-- BEGIN --

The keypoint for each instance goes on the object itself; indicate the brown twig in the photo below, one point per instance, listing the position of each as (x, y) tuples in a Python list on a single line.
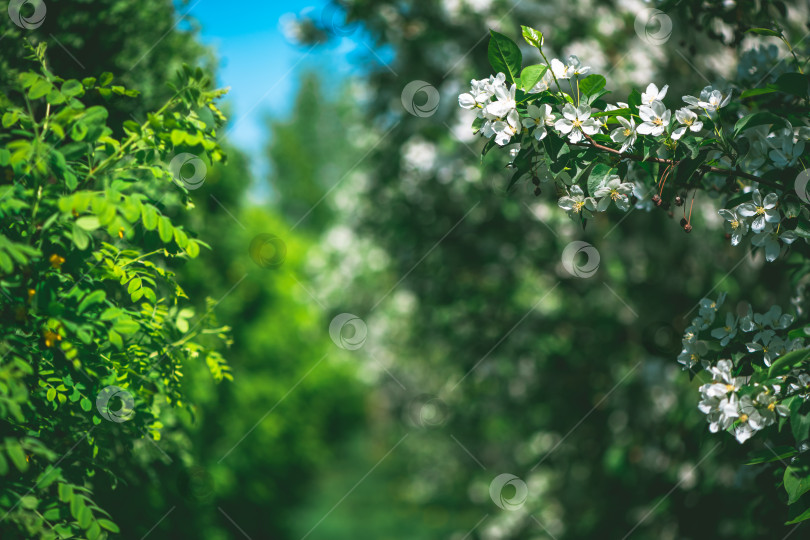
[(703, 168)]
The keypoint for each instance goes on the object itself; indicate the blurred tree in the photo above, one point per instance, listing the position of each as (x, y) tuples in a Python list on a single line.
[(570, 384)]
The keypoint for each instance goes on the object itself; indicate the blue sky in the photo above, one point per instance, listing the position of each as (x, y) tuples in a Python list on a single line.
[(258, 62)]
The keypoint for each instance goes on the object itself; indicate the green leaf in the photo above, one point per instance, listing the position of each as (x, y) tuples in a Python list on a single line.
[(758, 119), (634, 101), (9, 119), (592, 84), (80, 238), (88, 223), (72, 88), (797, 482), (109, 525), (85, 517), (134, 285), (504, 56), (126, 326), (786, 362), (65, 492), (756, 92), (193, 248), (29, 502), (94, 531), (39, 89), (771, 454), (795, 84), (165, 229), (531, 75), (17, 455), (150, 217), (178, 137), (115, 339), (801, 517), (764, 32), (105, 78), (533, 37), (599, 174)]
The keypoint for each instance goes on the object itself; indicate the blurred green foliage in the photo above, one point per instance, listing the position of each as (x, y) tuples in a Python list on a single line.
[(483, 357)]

-- END --
-- BEGIN --

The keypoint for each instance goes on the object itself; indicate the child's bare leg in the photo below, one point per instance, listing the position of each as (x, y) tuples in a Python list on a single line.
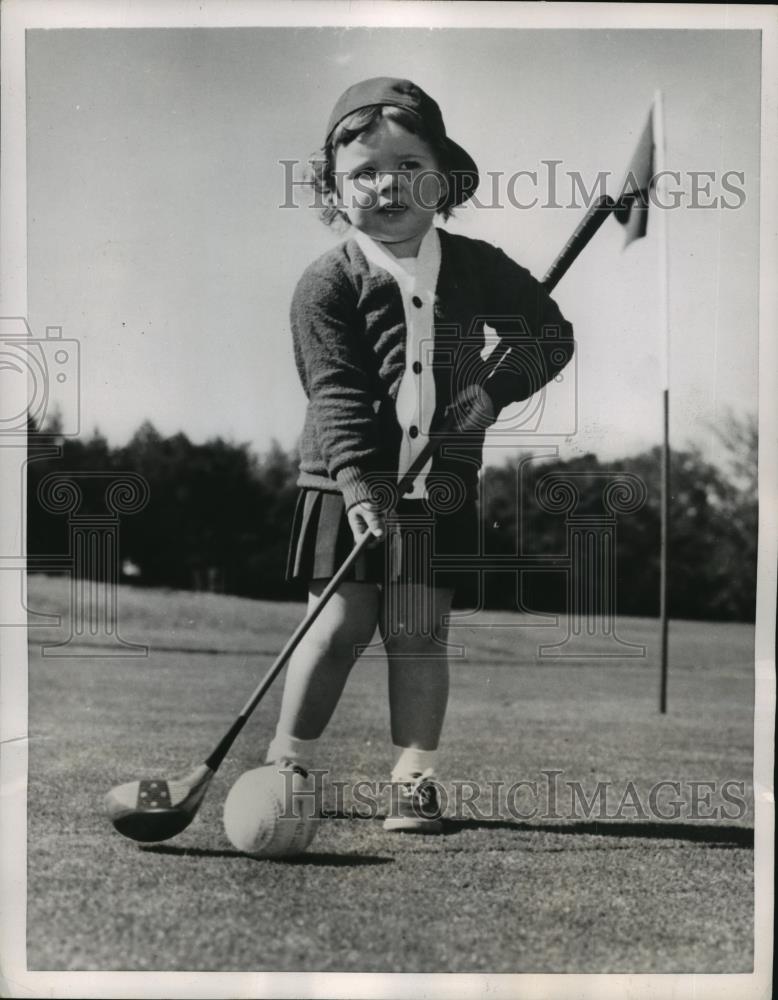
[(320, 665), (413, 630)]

-- END --

• What to produce: Starting with the line with "indicate the brown" and going on through the line with "[(258, 62)]", reproduce those rows with "blurred tree" switched to "distant tree" and everything else unchanged. Omit the pictures from your answer.

• Reply:
The keypoint for each instance goes on the object itself; indicate the brown twig in the photo below, one point per instance, listing the position of each as (x, y) tuples in a Python list on a single line.
[(703, 168)]
The keypoint for each instance goes on the object itself; indicate the distant tree in the photo above, one point per instance, listing the position of each as (x, y) tuples in a Python list on a single line.
[(570, 384)]
The keypoint for each instance goes on the object itself; indicate the blue sky in the photo above, one point per instance, listing the position of each as (x, y) tuples in a Python list on a single line.
[(258, 62)]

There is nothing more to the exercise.